ACTIVITY: From the entries below, copy every line that holds the word "surface".

Saved entries
▬▬▬▬▬▬▬▬▬▬
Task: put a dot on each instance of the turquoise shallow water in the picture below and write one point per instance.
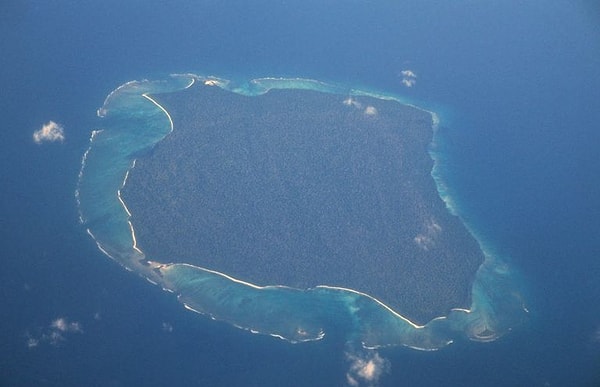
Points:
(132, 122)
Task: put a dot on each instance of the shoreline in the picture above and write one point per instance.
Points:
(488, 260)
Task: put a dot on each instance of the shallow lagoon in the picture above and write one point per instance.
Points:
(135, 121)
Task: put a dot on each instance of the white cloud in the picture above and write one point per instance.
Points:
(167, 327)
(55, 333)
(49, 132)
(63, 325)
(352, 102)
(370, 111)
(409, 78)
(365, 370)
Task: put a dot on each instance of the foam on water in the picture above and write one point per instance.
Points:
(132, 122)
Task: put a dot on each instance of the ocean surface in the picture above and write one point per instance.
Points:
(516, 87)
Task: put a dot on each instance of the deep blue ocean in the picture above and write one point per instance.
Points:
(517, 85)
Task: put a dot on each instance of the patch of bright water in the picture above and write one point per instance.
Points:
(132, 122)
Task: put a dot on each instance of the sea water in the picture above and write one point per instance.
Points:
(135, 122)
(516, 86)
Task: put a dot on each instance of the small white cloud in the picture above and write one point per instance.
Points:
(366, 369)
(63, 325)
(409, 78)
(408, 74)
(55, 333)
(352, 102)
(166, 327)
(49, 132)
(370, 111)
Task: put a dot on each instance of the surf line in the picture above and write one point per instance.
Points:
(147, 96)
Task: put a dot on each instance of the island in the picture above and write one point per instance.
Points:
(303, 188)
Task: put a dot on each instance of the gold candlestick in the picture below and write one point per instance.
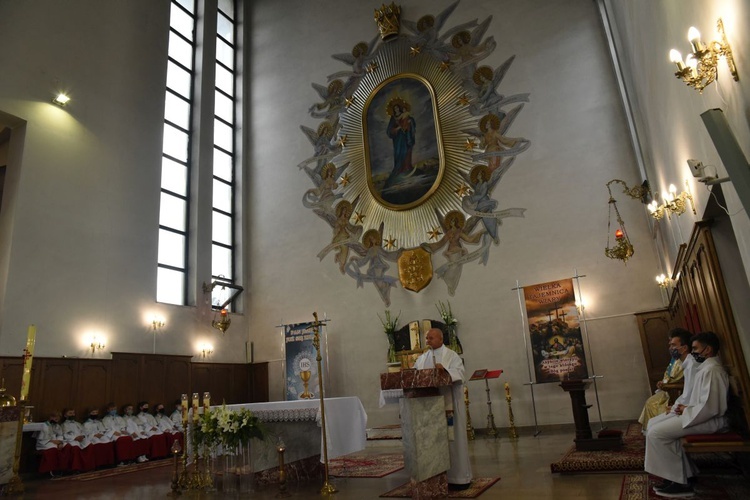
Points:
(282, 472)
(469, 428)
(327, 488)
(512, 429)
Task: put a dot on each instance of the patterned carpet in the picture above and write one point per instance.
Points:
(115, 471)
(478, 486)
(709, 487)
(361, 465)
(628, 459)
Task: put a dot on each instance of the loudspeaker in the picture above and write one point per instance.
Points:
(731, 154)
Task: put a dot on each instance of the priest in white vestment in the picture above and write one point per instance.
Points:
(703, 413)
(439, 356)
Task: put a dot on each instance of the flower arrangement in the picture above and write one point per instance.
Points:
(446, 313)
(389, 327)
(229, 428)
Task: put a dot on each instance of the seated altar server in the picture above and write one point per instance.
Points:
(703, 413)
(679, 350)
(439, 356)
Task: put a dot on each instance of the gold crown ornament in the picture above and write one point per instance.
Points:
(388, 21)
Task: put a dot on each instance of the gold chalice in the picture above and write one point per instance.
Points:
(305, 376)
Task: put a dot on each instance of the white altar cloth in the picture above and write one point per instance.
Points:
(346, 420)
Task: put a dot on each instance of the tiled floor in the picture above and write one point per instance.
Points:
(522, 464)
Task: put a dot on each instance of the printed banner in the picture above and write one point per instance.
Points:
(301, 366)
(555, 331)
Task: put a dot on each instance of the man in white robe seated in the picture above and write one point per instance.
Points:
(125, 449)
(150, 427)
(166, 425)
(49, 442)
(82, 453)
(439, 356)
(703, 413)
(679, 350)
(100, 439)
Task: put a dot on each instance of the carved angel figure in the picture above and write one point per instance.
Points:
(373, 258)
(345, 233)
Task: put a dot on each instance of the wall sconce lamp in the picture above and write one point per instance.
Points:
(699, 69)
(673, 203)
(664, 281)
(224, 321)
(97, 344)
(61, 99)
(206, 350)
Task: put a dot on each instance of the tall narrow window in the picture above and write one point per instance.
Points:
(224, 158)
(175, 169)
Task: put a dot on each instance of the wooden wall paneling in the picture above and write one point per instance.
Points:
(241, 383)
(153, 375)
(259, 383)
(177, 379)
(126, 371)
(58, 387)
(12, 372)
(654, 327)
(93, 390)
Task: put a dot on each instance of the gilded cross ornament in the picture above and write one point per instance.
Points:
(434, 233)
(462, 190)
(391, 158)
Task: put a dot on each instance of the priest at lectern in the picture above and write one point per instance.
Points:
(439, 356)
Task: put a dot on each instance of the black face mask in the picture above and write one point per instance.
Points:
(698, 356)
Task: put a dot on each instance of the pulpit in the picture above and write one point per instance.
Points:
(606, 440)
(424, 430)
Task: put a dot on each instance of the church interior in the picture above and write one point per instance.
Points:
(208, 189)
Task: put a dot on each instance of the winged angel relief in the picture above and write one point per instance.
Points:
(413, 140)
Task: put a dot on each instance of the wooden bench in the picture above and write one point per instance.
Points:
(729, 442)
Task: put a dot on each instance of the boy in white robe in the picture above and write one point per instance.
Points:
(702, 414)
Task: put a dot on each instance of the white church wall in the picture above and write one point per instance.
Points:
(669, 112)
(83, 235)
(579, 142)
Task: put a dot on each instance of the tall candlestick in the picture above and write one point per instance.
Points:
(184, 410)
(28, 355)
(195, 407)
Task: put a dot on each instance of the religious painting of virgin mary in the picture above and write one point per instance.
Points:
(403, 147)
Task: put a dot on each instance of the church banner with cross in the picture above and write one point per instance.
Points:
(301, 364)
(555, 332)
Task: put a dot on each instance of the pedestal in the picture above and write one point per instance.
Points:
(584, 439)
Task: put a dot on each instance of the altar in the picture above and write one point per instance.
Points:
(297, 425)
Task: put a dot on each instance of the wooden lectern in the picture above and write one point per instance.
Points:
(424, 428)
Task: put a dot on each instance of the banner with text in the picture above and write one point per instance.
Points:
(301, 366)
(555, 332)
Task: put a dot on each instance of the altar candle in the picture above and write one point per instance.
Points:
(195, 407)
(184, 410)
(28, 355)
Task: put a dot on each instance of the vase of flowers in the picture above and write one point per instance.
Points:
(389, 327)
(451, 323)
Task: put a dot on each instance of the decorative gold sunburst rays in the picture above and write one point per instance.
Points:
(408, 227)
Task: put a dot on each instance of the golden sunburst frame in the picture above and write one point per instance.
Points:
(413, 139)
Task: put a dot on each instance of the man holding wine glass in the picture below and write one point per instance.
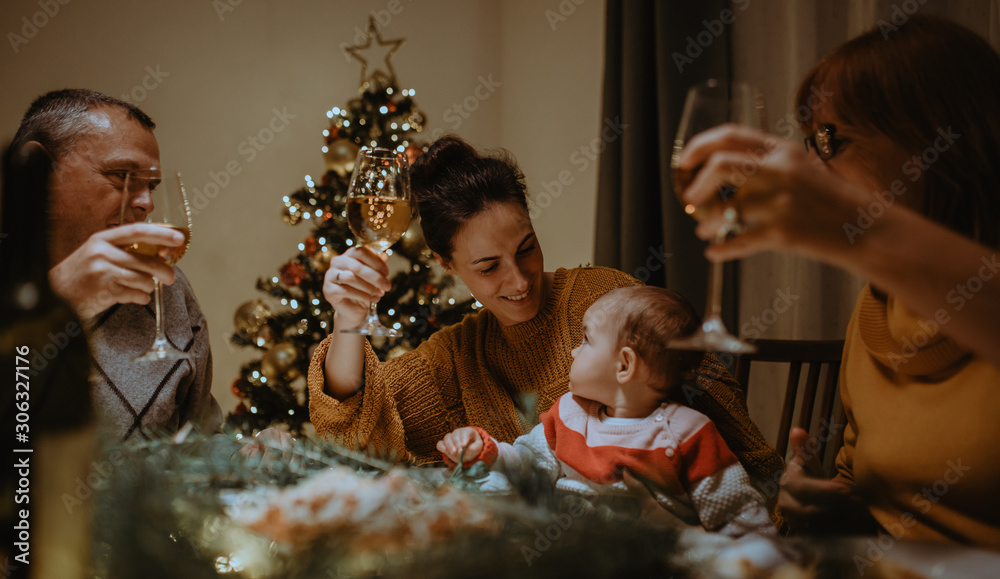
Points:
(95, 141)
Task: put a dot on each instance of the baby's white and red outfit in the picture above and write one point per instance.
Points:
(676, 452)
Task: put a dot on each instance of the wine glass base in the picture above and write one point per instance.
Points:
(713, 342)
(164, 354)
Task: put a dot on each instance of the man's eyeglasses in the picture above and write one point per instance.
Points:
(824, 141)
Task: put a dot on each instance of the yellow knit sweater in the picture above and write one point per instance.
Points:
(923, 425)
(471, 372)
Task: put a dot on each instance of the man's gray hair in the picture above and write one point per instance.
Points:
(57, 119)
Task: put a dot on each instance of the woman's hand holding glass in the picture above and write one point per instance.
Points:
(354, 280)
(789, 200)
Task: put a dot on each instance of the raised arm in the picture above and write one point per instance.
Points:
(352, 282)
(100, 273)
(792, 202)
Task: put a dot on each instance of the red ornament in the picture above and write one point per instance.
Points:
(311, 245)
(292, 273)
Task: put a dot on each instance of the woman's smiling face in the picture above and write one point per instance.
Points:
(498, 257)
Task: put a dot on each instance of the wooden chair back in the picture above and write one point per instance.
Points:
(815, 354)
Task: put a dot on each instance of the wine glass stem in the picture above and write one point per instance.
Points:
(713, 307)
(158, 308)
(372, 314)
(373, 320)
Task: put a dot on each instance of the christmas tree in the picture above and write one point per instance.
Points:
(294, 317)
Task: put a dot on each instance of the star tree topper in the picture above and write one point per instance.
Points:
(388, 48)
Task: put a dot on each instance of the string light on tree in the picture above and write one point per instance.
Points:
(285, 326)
▬▬▬▬▬▬▬▬▬▬
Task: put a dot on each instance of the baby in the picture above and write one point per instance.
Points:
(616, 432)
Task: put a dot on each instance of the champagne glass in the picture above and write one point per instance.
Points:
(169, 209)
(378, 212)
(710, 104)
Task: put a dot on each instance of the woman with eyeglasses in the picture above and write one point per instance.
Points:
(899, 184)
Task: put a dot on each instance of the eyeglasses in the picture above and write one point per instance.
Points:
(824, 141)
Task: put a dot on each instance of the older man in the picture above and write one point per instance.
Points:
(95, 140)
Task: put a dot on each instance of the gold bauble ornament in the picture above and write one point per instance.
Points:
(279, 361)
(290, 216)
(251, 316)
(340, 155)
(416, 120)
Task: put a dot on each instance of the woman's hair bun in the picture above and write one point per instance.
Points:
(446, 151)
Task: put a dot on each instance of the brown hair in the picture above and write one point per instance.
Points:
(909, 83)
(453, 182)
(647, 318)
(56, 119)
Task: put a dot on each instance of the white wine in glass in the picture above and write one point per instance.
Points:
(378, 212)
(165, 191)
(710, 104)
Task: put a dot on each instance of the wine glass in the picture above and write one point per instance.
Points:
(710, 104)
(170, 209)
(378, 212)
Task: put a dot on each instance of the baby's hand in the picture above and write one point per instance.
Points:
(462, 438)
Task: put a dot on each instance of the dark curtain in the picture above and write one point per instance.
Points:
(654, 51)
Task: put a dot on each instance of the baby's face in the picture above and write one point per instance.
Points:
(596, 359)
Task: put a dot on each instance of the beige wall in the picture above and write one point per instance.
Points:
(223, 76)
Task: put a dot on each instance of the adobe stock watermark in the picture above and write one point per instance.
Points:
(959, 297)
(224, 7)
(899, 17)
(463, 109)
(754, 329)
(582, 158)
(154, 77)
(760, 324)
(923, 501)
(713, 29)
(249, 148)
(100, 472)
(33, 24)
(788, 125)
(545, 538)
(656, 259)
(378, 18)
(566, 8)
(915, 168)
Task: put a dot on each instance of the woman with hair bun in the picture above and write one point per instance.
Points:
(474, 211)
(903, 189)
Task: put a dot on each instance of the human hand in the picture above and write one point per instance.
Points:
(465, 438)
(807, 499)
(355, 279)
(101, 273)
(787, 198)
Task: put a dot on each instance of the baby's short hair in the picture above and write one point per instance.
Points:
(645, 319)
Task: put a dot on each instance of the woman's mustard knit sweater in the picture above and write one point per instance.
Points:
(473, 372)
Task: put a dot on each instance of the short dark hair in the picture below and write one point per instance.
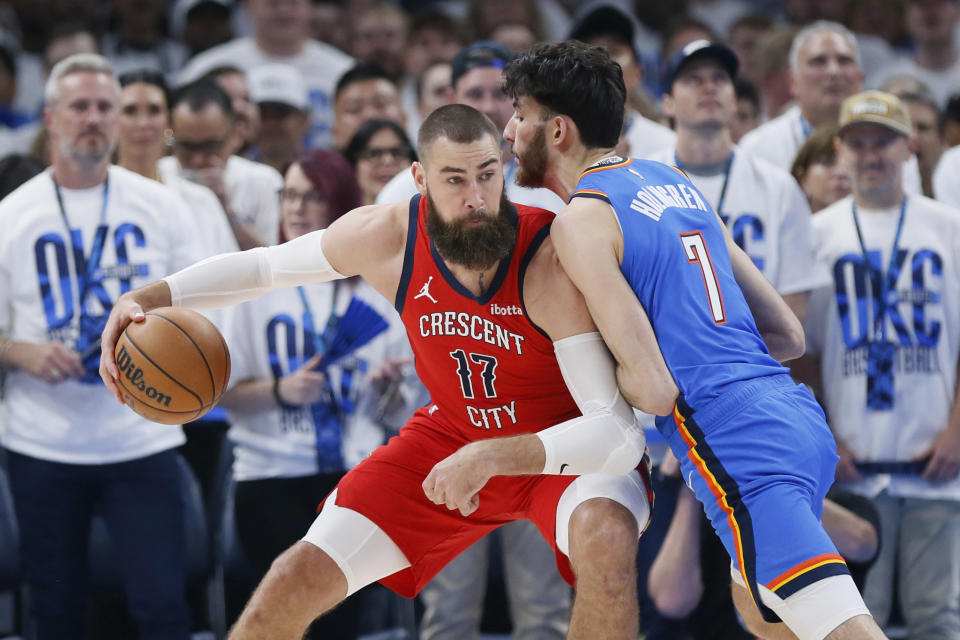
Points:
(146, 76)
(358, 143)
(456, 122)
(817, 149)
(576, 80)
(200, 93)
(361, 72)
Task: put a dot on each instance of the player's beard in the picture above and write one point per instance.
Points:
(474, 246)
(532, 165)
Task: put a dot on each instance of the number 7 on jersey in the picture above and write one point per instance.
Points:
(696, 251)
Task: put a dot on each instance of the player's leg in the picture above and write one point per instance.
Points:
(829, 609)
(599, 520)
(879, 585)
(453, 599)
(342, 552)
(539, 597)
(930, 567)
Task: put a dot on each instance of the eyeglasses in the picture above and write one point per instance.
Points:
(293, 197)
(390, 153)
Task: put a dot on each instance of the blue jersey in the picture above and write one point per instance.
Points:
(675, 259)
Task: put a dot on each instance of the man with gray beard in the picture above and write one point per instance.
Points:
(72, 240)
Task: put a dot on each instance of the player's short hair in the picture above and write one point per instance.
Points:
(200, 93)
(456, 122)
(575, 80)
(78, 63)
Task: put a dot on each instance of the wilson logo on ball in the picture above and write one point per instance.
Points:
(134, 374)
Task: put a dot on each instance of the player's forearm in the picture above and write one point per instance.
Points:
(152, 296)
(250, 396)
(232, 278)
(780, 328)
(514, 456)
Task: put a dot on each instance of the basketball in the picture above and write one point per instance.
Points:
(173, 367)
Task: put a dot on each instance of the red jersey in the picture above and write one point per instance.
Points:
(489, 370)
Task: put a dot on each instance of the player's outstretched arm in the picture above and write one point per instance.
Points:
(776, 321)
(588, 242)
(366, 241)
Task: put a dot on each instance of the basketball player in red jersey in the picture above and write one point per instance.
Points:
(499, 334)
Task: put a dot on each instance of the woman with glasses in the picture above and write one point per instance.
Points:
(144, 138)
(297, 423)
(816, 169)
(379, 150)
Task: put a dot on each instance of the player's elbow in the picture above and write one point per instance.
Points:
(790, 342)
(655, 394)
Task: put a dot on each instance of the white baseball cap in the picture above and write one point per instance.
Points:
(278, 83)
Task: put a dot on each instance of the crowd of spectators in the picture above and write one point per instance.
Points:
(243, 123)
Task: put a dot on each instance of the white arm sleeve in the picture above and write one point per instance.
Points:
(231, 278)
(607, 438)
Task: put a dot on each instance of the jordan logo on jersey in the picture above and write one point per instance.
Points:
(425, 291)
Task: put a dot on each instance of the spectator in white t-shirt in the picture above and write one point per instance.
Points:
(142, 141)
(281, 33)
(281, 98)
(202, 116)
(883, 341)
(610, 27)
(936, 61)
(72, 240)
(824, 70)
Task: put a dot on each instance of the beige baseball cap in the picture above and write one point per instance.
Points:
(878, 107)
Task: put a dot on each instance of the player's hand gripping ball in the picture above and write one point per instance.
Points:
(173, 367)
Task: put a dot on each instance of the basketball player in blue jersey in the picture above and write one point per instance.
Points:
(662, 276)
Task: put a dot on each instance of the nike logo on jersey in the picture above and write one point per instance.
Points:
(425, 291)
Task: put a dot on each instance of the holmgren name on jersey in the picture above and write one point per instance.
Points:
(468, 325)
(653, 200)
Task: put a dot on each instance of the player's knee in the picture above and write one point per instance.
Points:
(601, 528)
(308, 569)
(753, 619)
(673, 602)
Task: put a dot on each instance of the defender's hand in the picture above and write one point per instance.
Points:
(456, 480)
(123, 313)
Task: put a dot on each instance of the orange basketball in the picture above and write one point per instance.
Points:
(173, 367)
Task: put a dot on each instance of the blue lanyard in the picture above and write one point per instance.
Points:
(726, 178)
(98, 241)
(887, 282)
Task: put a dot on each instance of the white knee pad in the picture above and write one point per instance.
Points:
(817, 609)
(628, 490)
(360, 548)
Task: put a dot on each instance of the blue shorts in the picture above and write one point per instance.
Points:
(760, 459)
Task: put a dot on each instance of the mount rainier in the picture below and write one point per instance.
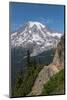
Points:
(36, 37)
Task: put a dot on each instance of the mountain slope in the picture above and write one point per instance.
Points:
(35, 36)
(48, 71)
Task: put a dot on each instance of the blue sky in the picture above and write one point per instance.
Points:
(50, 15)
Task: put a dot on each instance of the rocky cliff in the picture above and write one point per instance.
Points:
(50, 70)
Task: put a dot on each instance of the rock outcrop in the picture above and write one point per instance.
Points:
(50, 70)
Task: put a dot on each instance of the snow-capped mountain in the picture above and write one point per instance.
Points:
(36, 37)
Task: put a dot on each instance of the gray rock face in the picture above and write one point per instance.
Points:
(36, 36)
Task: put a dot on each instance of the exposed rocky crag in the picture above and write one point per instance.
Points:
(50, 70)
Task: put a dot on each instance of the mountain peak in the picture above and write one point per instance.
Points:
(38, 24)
▬▬▬▬▬▬▬▬▬▬
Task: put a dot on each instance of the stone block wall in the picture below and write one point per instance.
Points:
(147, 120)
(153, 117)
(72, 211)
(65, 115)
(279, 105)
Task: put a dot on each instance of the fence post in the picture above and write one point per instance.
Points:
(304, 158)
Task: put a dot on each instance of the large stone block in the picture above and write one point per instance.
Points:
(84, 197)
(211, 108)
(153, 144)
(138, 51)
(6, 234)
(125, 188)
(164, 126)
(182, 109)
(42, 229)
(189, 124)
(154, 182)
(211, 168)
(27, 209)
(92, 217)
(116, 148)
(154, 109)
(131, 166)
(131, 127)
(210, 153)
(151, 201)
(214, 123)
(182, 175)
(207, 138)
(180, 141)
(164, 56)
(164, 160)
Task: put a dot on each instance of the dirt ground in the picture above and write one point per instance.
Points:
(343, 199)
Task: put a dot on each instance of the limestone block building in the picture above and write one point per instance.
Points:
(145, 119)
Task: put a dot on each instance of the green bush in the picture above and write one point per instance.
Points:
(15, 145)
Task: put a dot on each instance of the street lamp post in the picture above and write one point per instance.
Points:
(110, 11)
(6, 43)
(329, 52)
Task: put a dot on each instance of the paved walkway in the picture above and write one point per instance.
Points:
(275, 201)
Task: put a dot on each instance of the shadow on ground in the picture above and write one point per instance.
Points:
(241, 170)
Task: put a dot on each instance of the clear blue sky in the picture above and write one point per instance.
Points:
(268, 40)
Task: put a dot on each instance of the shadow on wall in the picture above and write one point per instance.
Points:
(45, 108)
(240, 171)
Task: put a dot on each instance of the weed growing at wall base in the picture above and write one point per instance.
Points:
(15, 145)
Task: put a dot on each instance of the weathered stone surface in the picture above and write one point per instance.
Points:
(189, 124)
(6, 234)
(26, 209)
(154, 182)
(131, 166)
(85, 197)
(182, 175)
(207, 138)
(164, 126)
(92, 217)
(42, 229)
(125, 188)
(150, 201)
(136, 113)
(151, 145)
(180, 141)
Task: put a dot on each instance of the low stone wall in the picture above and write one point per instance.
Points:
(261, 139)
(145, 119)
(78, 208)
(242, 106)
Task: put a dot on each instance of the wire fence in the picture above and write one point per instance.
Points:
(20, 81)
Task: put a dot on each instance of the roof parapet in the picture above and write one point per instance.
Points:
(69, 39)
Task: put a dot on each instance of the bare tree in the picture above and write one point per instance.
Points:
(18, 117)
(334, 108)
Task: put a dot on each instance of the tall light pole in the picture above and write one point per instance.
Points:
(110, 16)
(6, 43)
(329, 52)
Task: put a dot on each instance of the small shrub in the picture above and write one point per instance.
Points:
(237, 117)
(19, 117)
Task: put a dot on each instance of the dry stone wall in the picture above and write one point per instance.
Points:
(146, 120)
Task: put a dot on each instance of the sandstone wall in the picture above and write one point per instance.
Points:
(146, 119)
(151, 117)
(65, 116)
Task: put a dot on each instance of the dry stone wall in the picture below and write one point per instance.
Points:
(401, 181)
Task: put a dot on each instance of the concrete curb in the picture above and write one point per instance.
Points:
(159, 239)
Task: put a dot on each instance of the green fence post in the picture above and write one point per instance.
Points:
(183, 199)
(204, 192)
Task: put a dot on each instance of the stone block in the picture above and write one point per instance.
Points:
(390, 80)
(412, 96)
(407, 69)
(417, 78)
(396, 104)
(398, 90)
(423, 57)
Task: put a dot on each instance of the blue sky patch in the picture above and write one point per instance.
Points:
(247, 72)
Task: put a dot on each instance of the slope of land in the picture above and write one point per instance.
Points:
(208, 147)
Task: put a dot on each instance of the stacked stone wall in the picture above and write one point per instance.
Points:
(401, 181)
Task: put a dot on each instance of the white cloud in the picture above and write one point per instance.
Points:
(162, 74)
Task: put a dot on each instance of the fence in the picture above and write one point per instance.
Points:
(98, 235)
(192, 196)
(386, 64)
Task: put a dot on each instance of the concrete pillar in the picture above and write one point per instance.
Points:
▬▬▬▬▬▬▬▬▬▬
RESULT OF THIS EXERCISE:
Task: put a dot on each instance of the ocean surface in the picture above and write one point per instance.
Task: put a dot on each instance of the weathered stone surface in the picture above and write one point per instance.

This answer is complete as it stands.